→ **Trecho selecionado**:
<<<<
Segui o meu caminho com sorriso nos lábios. Gosto de
encontrar com amigos e saber que estão felizes. Ela estava feliz e esperançosa.
Eu? Bem... eu continuo caminhando e fazendo novos amigos por aí. Sigo em frente olhando para os lados. Ainda há
esperança em meus olhos.
Alguns minutos depois desse encontro casual cheguei ao meu
encontro marcado. Não era um encontro de amor, era um encontro de dor. Ele
chorava como uma criança. Chorava o mundo. Chorava em desespero espalhado. Meu
amigo tinha acabado de se separar. Tinha em suas mãos a desesperança em uma
mala. Tinha em seus olhos o desespero de um menino que perdera o jogo de
futebol no último minuto – não tinha volta. Ele estava perdido - eu sabia o que
ele sentia. E por saber daquele sentimento fiquei aflito. Tornei-me propositadamente
passivo e o ouvi, ouvi e ouvi, ouvi com
os ouvidos da experiência. Ele não parava de falar e eu passivamente concordava
com a cabeça e mais nada. Não tinha o que fazer naquela hora sombria. Permaneci
neutro, ouvindo, ouvindo o homem xingar, chutar, esmurrar o vento, lavar o
chão. Permaneci sentado assistindo a um flash-back em 3D.
Quando a ordem se estabeleceu, eu simplesmente lhe disse:
- Camarada, é a quarta separação da sua vida.
E ele me responde:
- Mas esta é a primeira vez que a separação não veio de mim.
Pensei em dizer-lhe ¨
Então agora você vai saber o que as outras sentiram, seu babaca ¨, mas me
limitei em dizer:
- Sempre tem uma primeira vez.
Depois de tudo calmo, voltei pra casa olhando para os lados a
procura de fantasmas. Não gosto de saber
da infelicidade do outro. Prefiro ser solidário em sua alegria. A felicidade não me incomoda, a tristeza sim.
>>>>
→ **Exercícios**:
(a) Reproduza, do relato sobre o amigo recém-separado, o trecho que começa em "Pensei em dizer-lhe" e termina em "a tristeza sim.".
(b) Escreva a continuação do relato sobre o amigo recém-separado, a partir do ponto em que ele termina.

→ **Dados brutos**:
<<<<
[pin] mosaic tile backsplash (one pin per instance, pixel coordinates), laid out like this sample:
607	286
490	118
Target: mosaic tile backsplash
>>>>
→ **Respostas esperadas**:
(a)
Pensei em dizer-lhe ¨
Então agora você vai saber o que as outras sentiram, seu babaca ¨, mas me
limitei em dizer:
- Sempre tem uma primeira vez.
Depois de tudo calmo, voltei pra casa olhando para os lados a
procura de fantasmas. Não gosto de saber
da infelicidade do outro. Prefiro ser solidário em sua alegria. A felicidade não me incomoda, a tristeza sim.

(b)
A felicidade do outro é volátil em mim, enquanto a tristeza gruda em minha
alma. Torno-me triste por solidariedade. Uso preto e fico de luto. Torno-me
carpideira de calças e choro até a última camada de terra.
Talvez seja por isso que pouco divido as
minhas dores e as minhas tristezas. Prefiro espalhar alegria.
Já estava pronto para dormir quando o telefone toca. Estava
esgotado com tudo que aconteceu durante o dia. Ouvi, simplesmente ouvi, não queria
conversar, não queria ser indelicado, mas acabei sendo. Uma terceira pessoa no
mesmo dia eu não aguentaria. Meu corpo é
fraco, minha alma já tinha inquilino. Hoje não, hoje não! – pensei em desespero. A ligação foi
interrompida, o sinal ficou ocupado e os fantasmas dançaram de felicidade em
meu quarto.
Demorei mas aprendi. Não me telefone no meio da noite pra
falar de sua desgraça. Ligue para me fazer rir. Quero voltar a dormir com sorriso nos lábios e
não com o cenho franzido.
Se eu moro sozinho, eu escolho as minhas companhias.